*Work task:* Only these lines of the data below are wanted: the one with "Target: window pane", the one with "x=335 y=458", and any lines between them, each repeated exactly.

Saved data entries
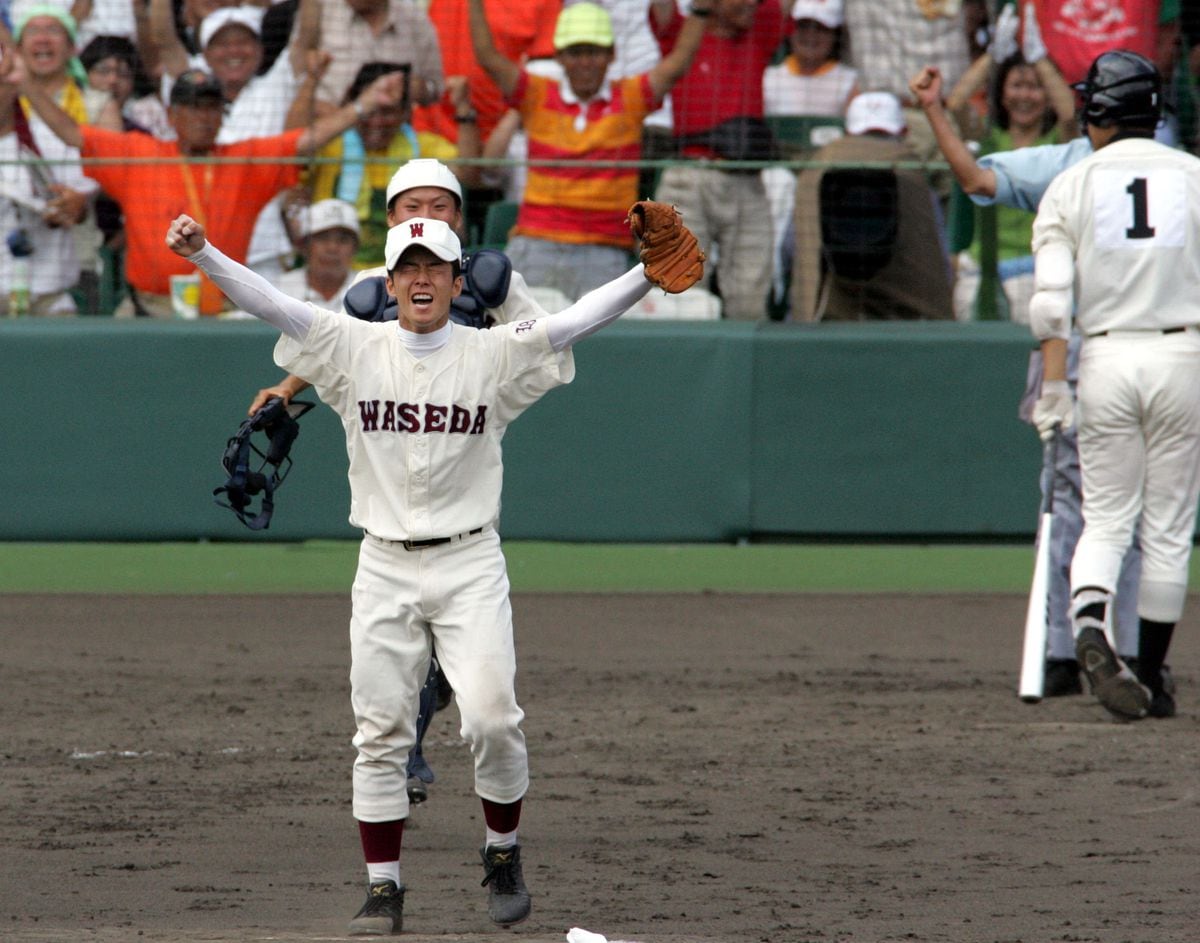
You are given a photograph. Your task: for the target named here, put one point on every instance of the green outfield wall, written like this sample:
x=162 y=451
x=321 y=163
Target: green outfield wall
x=671 y=432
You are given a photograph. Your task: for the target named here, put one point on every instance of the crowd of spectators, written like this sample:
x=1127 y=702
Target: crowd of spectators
x=118 y=114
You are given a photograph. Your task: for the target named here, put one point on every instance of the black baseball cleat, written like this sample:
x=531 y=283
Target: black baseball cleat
x=1162 y=690
x=1061 y=678
x=508 y=899
x=383 y=913
x=1114 y=685
x=418 y=791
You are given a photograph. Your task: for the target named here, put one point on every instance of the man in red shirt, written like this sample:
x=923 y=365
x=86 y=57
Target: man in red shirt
x=726 y=208
x=227 y=196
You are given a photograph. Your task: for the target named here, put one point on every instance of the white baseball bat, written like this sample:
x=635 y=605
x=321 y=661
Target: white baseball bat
x=1036 y=616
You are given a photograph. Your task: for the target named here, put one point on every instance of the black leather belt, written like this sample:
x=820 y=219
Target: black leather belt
x=437 y=541
x=1164 y=330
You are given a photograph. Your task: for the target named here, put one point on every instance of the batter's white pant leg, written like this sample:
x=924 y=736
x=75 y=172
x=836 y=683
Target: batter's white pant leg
x=389 y=662
x=1113 y=463
x=742 y=214
x=1173 y=474
x=1068 y=522
x=1126 y=628
x=473 y=632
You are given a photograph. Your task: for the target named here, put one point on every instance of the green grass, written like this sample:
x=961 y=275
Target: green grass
x=328 y=566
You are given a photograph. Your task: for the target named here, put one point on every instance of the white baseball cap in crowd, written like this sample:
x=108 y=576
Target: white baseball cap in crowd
x=251 y=17
x=329 y=214
x=826 y=12
x=875 y=110
x=423 y=172
x=436 y=235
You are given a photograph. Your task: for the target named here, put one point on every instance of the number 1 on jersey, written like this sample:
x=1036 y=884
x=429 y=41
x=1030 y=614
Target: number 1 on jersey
x=1141 y=227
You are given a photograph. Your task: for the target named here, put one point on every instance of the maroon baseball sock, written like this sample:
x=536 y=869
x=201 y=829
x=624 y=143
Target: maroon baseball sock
x=502 y=817
x=381 y=840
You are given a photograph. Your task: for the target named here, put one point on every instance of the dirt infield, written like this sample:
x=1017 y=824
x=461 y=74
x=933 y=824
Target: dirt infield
x=705 y=768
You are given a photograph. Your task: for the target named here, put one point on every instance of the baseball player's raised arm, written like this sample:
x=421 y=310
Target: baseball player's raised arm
x=249 y=290
x=597 y=308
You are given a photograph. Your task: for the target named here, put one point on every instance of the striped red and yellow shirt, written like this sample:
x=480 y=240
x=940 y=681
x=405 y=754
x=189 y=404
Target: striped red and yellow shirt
x=583 y=204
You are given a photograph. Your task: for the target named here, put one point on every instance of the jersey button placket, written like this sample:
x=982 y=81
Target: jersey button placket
x=419 y=458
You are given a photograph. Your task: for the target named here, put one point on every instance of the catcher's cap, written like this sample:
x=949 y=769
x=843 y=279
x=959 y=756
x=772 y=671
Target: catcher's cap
x=197 y=86
x=583 y=24
x=45 y=10
x=826 y=12
x=423 y=172
x=329 y=214
x=433 y=234
x=249 y=17
x=875 y=110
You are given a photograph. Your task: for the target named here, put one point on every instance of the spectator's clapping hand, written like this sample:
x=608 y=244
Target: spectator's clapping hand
x=927 y=86
x=65 y=208
x=385 y=91
x=316 y=64
x=12 y=66
x=1003 y=37
x=1033 y=48
x=459 y=91
x=185 y=236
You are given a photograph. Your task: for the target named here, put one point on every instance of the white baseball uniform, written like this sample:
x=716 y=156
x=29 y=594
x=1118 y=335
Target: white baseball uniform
x=424 y=416
x=519 y=304
x=1131 y=216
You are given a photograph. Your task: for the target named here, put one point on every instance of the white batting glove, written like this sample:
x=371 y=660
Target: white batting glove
x=1033 y=48
x=1055 y=409
x=1003 y=35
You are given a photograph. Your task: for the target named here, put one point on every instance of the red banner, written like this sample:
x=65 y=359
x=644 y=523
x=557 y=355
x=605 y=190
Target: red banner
x=1075 y=31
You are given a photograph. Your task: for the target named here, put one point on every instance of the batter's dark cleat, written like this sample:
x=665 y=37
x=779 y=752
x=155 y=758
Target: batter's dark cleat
x=1162 y=691
x=1061 y=678
x=418 y=791
x=508 y=900
x=383 y=914
x=1114 y=685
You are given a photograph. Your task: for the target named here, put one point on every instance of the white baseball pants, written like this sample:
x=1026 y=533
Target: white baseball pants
x=455 y=594
x=1139 y=444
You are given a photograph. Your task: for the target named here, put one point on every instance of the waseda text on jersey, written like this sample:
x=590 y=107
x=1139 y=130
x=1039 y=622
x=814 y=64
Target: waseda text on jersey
x=420 y=418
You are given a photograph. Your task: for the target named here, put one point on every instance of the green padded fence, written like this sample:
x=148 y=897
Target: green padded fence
x=671 y=432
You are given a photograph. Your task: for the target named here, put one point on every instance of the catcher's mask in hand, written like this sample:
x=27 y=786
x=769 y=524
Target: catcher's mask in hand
x=280 y=422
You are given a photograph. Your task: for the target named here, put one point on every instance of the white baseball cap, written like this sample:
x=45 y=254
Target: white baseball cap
x=436 y=235
x=329 y=214
x=875 y=110
x=826 y=12
x=423 y=172
x=251 y=17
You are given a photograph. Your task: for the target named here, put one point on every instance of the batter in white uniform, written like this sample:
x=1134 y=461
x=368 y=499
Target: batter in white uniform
x=425 y=403
x=1122 y=228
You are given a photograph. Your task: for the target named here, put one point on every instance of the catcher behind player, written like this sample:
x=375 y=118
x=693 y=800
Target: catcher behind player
x=425 y=403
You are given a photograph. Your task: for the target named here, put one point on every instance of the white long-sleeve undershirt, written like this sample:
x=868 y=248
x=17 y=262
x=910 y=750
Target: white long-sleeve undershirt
x=252 y=293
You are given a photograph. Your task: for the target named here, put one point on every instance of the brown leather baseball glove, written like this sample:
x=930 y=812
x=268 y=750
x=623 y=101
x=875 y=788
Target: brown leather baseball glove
x=672 y=256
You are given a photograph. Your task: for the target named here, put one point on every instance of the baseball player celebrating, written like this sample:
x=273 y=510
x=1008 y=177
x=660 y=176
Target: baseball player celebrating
x=1122 y=228
x=425 y=404
x=492 y=294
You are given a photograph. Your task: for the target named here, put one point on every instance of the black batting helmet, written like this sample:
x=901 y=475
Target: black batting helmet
x=1122 y=88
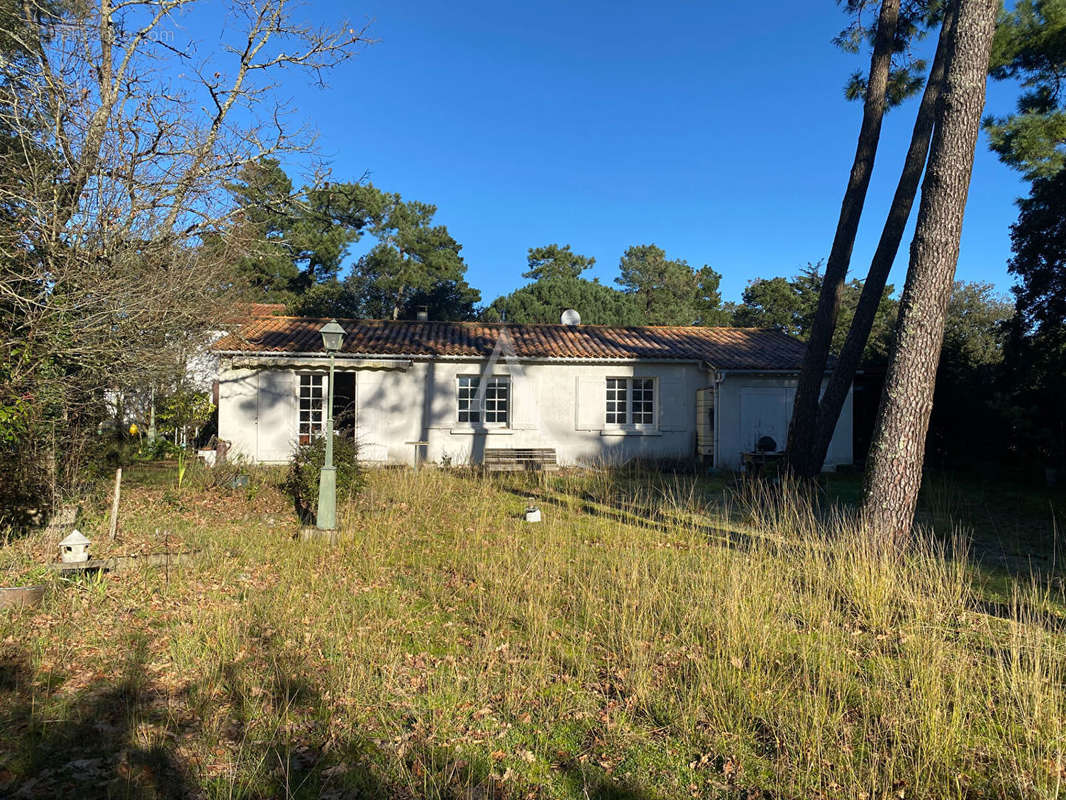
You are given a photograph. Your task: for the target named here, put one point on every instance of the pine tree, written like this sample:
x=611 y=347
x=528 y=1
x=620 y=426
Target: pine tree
x=894 y=473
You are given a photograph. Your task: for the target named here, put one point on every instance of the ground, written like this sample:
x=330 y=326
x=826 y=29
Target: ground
x=657 y=636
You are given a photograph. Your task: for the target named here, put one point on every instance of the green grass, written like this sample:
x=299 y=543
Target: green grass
x=655 y=637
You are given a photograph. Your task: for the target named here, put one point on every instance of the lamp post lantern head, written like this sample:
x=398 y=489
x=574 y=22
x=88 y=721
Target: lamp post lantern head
x=333 y=335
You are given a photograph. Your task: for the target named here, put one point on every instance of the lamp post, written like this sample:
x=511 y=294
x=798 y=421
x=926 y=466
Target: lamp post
x=333 y=335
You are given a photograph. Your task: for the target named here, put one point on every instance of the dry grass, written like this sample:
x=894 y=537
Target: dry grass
x=643 y=641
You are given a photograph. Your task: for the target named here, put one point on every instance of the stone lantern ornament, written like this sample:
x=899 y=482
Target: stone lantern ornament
x=74 y=548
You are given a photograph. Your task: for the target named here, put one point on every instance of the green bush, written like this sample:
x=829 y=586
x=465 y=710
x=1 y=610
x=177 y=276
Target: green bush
x=302 y=480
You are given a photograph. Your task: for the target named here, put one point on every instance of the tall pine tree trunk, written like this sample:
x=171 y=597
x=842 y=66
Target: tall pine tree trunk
x=812 y=370
x=894 y=473
x=873 y=288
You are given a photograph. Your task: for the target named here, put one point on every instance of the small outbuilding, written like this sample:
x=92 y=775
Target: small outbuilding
x=449 y=392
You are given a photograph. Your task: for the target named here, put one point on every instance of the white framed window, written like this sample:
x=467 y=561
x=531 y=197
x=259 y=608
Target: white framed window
x=631 y=401
x=496 y=408
x=312 y=406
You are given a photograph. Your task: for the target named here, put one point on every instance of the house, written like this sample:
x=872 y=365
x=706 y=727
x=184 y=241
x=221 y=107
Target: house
x=446 y=392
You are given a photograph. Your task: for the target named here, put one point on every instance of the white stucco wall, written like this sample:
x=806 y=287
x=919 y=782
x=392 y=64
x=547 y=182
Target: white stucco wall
x=750 y=405
x=555 y=404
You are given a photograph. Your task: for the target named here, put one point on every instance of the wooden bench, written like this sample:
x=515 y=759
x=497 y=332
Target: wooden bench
x=516 y=460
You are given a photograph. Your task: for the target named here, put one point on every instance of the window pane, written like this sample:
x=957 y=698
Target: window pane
x=643 y=401
x=311 y=406
x=615 y=401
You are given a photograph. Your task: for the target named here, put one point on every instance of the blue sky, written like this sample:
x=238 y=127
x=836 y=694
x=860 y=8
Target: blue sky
x=715 y=130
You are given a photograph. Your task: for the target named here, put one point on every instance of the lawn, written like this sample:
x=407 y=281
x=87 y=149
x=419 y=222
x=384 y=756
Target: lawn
x=653 y=637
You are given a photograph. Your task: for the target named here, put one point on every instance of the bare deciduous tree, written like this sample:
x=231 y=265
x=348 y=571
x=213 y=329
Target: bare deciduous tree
x=116 y=139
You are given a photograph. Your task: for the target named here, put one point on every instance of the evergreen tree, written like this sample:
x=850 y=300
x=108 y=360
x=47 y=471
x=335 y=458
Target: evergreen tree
x=894 y=472
x=545 y=300
x=1030 y=47
x=555 y=260
x=412 y=259
x=669 y=292
x=789 y=305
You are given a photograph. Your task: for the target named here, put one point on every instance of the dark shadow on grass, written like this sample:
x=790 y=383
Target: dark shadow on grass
x=94 y=744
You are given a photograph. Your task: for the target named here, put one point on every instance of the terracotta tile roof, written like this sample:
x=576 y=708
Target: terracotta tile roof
x=241 y=313
x=725 y=348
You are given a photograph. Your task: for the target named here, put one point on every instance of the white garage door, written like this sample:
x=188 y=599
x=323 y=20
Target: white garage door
x=764 y=412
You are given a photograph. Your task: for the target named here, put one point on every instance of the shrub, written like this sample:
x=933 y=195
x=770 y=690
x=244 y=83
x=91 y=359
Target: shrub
x=302 y=480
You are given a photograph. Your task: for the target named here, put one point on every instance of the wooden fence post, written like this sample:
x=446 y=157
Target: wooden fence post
x=114 y=504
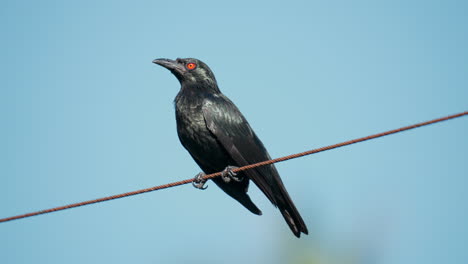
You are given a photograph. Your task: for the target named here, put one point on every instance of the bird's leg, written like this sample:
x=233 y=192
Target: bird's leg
x=198 y=182
x=227 y=174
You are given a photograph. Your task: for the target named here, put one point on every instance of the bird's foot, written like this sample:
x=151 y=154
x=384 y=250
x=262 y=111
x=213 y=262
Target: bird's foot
x=227 y=174
x=198 y=182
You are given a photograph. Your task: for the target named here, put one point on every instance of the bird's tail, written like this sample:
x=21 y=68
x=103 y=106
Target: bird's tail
x=247 y=203
x=291 y=215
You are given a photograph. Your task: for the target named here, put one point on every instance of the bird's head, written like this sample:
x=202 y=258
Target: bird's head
x=189 y=71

*Response to this exercise:*
Target: window pane
x=643 y=401
x=311 y=406
x=615 y=401
You are given a photograph. Your task: for the target named here, put one point on every instance of the blue sky, written like this sample:
x=238 y=127
x=836 y=694
x=860 y=8
Target: blue sky
x=715 y=130
You are given a photograph. Your task: for the target named here, put one point on every instance of the lawn, written like this sample:
x=407 y=281
x=87 y=149
x=419 y=222
x=384 y=756
Target: lawn
x=653 y=637
You are given a photograph. Your task: for the target named here, put one point on every instance of the bare deciduous tree, written like this sample:
x=231 y=265
x=348 y=571
x=213 y=329
Target: bare deciduous tree
x=116 y=139
You are given a photograph. Your task: for the target named here, put one point on every instance of the evergreen tree, written like this sample:
x=850 y=300
x=108 y=360
x=47 y=471
x=335 y=458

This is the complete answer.